--- REQUIRED TASK 1 ---
From the S3 sync post, output the passage between "An error occurred" and "different mixed results.", inclusive.
--- REQUIRED TASK 2 ---
In the S3 sync post's real case of 30 objects, how many copy over successfully?
--- REQUIRED TASK 3 ---
Take the S3 sync post further, picking up right after the point where it stops.

--- SOURCE EXTRACT ---
--

1

Executive summary of the problem. I have a bucket let's call it bucket A that is setup with a default Customer KMS key (will call the id: 1111111) in one account, which we will call 123. In that bucket there are two objects, which are both under the same path within this bucket. They have the same KMS key ID and the same Owner. When I attempt to sync these to a new bucket B in a different account, let's account 456, one is successfully sync'd over but the other is not and instead I get:

An error occurred (AccessDenied) when calling the CopyObject operation: Access Denied

Has anyone seen inconsistent behavior like this before? I say inconsistent because there is absolutely no difference in the access rights between these but one is successful and another isn't. Note: my summary states two objects for simplicity but one of my real cases there are 30 objects where 2 are copying over and the rest failing and within some other paths different mixed results.

The following describes conditions -- some data obfuscated for security but in a consistent manner:

Bucket A (com.mycompany.datalake.us-east-1) Bucket Policy:

{
    "Version": "2012-10-17",
    "Statement": [
        {
            "Sid": "AllowAccess",
            "Effect": "Allow",
            "Principal": {
                "AWS": [
                    "arn:aws:iam::123:root",
                    "arn:aws:iam::456:root"
                ]
            },
            "Action": [
                "s3:PutObjectTagging",
                "s3:PutObjectAcl",
                "s3:PutObject",
                "s3:ListBucket",
                "s3:GetObject"
            ],
            "Resource": [
                "arn:aws:s3:::com.mycompany.datalake.us-east-1/security=0/*",
                "arn:aws:s3:::com.mycompany.datalake.us-east-1"

--

--- MATERIAL SUPPLIED ---
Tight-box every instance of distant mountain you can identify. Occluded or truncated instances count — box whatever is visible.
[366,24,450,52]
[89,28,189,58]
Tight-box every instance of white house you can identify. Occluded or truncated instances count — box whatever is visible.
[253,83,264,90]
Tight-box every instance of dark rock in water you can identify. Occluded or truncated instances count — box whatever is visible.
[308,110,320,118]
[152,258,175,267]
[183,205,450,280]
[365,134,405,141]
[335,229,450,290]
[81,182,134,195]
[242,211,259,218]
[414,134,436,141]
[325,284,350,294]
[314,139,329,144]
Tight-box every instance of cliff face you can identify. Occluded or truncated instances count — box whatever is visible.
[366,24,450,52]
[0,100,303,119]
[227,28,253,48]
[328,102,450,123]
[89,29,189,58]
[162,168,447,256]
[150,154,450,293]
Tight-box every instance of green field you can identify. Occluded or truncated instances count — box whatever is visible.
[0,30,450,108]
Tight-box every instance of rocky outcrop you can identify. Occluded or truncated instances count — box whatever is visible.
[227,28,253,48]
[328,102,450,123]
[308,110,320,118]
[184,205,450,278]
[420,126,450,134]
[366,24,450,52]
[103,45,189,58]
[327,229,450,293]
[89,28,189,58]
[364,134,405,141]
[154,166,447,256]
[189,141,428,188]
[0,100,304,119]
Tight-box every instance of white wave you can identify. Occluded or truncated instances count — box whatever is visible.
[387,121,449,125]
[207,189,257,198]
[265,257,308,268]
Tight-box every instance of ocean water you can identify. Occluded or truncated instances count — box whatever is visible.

--

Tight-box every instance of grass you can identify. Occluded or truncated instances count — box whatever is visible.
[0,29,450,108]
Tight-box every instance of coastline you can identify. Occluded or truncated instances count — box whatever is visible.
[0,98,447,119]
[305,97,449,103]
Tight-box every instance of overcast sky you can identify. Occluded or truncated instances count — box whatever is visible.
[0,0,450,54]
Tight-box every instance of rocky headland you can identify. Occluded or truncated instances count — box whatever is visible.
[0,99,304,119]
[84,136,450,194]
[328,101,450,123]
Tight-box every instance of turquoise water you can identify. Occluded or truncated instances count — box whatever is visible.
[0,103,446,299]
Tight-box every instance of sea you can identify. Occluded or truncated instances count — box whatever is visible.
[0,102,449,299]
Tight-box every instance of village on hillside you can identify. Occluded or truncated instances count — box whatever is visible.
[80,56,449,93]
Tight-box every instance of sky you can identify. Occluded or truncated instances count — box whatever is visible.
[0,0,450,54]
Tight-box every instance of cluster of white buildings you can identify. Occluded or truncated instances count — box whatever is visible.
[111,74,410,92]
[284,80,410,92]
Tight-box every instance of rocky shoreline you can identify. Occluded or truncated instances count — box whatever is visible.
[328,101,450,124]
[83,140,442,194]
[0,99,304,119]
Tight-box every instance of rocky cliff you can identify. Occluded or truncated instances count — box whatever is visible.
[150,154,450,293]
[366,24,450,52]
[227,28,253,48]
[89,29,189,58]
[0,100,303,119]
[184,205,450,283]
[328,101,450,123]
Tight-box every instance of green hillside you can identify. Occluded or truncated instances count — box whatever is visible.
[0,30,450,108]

--

--- OUTPUT 1 ---
An error occurred (AccessDenied) when calling the CopyObject operation: Access Denied

Has anyone seen inconsistent behavior like this before? I say inconsistent because there is absolutely no difference in the access rights between these but one is successful and another isn't. Note: my summary states two objects for simplicity but one of my real cases there are 30 objects where 2 are copying over and the rest failing and within some other paths different mixed results.

--- OUTPUT 2 ---
Two

--- OUTPUT 3 ---
            ]
        },
        {
            "Sid": "DenyIfNotGrantingFullAccess",
            "Effect": "Deny",
            "Principal": {
                "AWS": [
                    "arn:aws:iam::123:root",
                    "arn:aws:iam::456:root"
                ]
            },
            "Action": "s3:PutObject",
            "Resource": [
                "arn:aws:s3:::com.mycompany.datalake.us-east-1/security=0/*",
                "arn:aws:s3:::com.mycompany.datalake.us-east-1"
            ],
            "Condition": {
                "StringNotLike": {
                    "s3:x-amz-acl": "bucket-owner-full-control"
                }
            }
        },
        {
            "Sid": "DenyIfNotUsingExpectedKmsKey",
            "Effect": "Deny",
            "Principal": {
                "AWS": [
                    "arn:aws:iam::123:root",
                    "arn:aws:iam::456:root"
                ]
            },
            "Action": "s3:PutObject",
            "Resource": [
                "arn:aws:s3:::com.mycompany.datalake.us-east-1/security=0/*",
                "arn:aws:s3:::com.mycompany.datalake.us-east-1"
            ],
            "Condition": {
                "StringNotLike": {
                    "s3:x-amz-server-side-encryption-aws-kms-key-id": "arn:aws:kms:us-east-1:123:key/1111111"
                }
            }
        }
    ]
}

Also in the source account, I have created an assumed role, which I call datalake_full_access_role:

{
    "Version": "2012-10-17",
    "Statement": [
        {
            "Effect": "Allow",
            "Action": [
                "s3:ListBucket",
                "s3:GetObject"
            ],
            "Resource": [
                "arn:aws:s3:::com.mycompany.datalake.us-east-1/security=0/*",
                "arn:aws:s3:::com.mycompany.datalake.us-east-1"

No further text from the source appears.